* [Task item]:
Go through the lines below. Copy those with "face".

* [Provided data]:

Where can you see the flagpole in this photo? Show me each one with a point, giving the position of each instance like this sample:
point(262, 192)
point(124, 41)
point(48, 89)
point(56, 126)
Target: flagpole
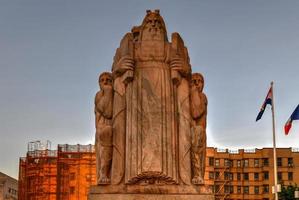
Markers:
point(274, 146)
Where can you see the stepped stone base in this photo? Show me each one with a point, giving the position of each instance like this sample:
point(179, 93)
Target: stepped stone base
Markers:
point(150, 197)
point(134, 192)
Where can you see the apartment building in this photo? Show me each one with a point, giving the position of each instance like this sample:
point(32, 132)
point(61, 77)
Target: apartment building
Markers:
point(248, 173)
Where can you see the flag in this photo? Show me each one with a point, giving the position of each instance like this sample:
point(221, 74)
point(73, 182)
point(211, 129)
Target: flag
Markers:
point(294, 116)
point(268, 100)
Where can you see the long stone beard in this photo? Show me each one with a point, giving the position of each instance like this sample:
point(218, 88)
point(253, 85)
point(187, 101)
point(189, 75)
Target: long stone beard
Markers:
point(106, 101)
point(196, 102)
point(156, 34)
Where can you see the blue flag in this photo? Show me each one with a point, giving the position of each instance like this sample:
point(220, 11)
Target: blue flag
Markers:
point(268, 100)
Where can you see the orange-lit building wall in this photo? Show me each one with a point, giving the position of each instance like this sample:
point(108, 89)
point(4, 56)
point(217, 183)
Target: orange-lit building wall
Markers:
point(76, 171)
point(38, 175)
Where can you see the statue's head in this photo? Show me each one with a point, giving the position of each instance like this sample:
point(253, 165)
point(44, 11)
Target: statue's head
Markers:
point(197, 81)
point(105, 79)
point(153, 26)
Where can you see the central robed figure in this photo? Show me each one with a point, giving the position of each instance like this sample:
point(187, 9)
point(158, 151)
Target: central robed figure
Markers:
point(157, 134)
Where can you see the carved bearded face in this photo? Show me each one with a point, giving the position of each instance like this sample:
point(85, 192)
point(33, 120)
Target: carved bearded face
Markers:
point(197, 82)
point(153, 28)
point(105, 80)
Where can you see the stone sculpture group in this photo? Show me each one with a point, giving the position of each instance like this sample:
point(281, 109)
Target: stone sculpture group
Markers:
point(150, 115)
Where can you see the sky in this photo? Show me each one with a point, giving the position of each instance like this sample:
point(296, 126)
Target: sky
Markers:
point(52, 51)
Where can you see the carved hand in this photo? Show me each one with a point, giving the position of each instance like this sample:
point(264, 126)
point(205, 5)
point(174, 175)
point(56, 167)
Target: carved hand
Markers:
point(124, 64)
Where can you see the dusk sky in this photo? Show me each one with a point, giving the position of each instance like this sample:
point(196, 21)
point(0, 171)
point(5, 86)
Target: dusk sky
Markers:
point(52, 51)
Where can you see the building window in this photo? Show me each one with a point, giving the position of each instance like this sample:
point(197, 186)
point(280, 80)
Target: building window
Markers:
point(256, 190)
point(279, 162)
point(231, 189)
point(256, 176)
point(246, 189)
point(266, 189)
point(256, 163)
point(228, 176)
point(211, 175)
point(265, 162)
point(266, 175)
point(238, 163)
point(217, 162)
point(216, 189)
point(246, 163)
point(72, 176)
point(279, 176)
point(72, 190)
point(238, 176)
point(211, 161)
point(246, 176)
point(290, 162)
point(239, 189)
point(226, 189)
point(290, 176)
point(217, 175)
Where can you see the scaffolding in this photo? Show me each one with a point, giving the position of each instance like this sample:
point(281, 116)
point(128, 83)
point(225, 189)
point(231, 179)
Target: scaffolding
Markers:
point(76, 167)
point(63, 174)
point(37, 172)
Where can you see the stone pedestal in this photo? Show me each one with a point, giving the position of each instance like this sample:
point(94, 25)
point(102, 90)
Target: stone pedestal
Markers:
point(148, 192)
point(150, 197)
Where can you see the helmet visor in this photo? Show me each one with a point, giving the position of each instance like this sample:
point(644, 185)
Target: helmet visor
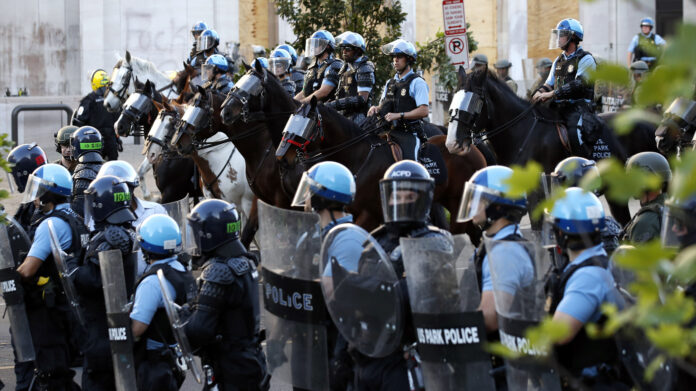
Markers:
point(406, 200)
point(315, 46)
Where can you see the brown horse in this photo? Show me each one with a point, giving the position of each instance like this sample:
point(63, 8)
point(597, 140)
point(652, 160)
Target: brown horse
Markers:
point(334, 137)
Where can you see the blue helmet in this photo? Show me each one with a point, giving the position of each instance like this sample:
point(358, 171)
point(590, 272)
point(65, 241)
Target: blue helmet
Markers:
point(213, 223)
point(207, 40)
point(199, 28)
point(86, 139)
point(578, 214)
point(327, 184)
point(159, 234)
point(122, 170)
point(488, 189)
point(319, 42)
point(352, 40)
point(289, 49)
point(48, 178)
point(24, 159)
point(108, 199)
point(400, 46)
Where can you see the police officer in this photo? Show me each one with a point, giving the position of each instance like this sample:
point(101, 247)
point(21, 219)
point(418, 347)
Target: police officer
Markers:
point(356, 78)
point(49, 187)
point(585, 286)
point(296, 74)
point(405, 98)
point(196, 32)
point(160, 240)
point(569, 173)
point(486, 202)
point(646, 45)
point(279, 63)
point(214, 74)
point(646, 224)
point(327, 189)
point(93, 113)
point(226, 313)
point(321, 77)
point(543, 68)
point(568, 84)
point(86, 146)
point(140, 208)
point(108, 206)
point(62, 142)
point(502, 68)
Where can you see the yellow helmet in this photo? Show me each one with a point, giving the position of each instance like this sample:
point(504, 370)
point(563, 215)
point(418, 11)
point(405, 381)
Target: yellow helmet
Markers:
point(99, 79)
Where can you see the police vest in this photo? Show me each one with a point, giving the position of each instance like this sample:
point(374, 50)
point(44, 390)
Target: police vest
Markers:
point(160, 329)
point(646, 47)
point(315, 76)
point(398, 96)
point(567, 69)
point(583, 351)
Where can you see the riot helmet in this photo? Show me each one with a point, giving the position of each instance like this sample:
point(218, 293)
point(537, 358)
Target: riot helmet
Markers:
point(213, 223)
point(108, 200)
point(23, 160)
point(486, 198)
point(159, 237)
point(84, 140)
point(328, 185)
point(406, 191)
point(577, 219)
point(48, 183)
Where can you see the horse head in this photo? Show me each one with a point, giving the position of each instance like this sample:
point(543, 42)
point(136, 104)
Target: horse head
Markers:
point(300, 131)
point(466, 111)
point(677, 127)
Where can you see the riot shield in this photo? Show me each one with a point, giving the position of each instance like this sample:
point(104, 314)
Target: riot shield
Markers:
point(295, 313)
point(184, 354)
point(14, 245)
point(59, 257)
point(117, 317)
point(517, 272)
point(444, 296)
point(362, 291)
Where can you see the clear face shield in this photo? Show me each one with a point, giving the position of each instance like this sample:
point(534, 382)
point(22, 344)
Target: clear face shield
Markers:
point(315, 46)
point(406, 201)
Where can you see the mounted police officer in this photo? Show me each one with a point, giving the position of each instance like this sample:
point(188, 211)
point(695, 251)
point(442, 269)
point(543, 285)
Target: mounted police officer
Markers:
point(584, 286)
point(646, 224)
point(224, 324)
point(280, 64)
point(62, 142)
point(327, 189)
point(321, 77)
point(405, 99)
point(93, 113)
point(160, 240)
point(646, 45)
point(356, 78)
point(502, 68)
point(214, 74)
point(86, 146)
point(107, 204)
point(49, 187)
point(568, 84)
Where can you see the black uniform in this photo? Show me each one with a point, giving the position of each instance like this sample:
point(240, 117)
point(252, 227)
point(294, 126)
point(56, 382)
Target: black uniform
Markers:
point(86, 170)
point(98, 369)
point(50, 317)
point(360, 73)
point(392, 372)
point(316, 73)
point(225, 322)
point(93, 113)
point(157, 368)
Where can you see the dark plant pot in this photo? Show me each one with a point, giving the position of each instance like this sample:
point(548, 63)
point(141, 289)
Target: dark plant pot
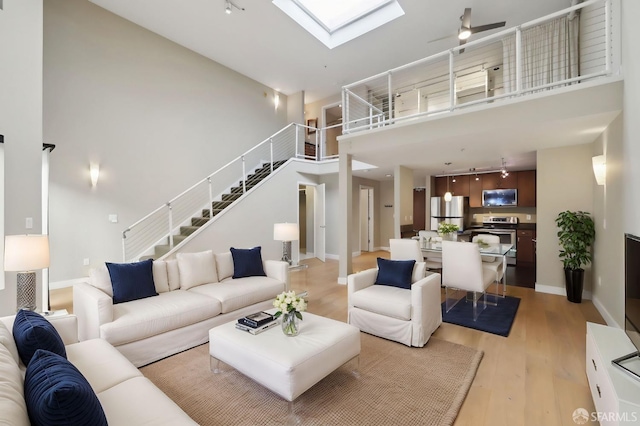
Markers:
point(574, 280)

* [Solution below]:
Where can you see the carved bearded face in this photo? Show me each one with a point, giving the position of each instance like this sample:
Target: carved bearded face
Where can you see the clear face shield in this photo? Show me each one with a point, giving the position of each instance like this sample:
Target: clear face shield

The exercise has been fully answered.